───── DATA FOR THE TASK ─────
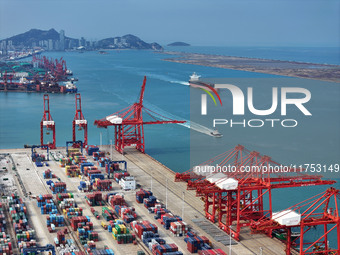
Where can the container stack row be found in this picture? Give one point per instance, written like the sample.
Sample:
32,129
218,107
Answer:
95,199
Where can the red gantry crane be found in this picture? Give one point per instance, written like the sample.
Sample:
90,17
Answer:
47,123
313,212
235,196
129,124
79,121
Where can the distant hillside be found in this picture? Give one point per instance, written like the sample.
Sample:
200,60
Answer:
127,42
178,44
34,36
51,40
─────
Leaving out only the pictures, reproduce the listing exactly.

*TASK RESPONSE*.
Where can the container stack row be found in this picture? Give one point per instance, written like the sample.
Sample:
32,129
218,107
Answer:
95,199
Where can the red gantry crane be found in this picture? Give one point per instance, written like the sample.
Sample:
90,17
Answer:
47,123
313,212
235,196
129,124
79,121
Where can the distant hillside be found in this picture? Give one point per instance, written like the sample.
Sample:
200,60
Answer:
127,42
178,44
34,36
51,40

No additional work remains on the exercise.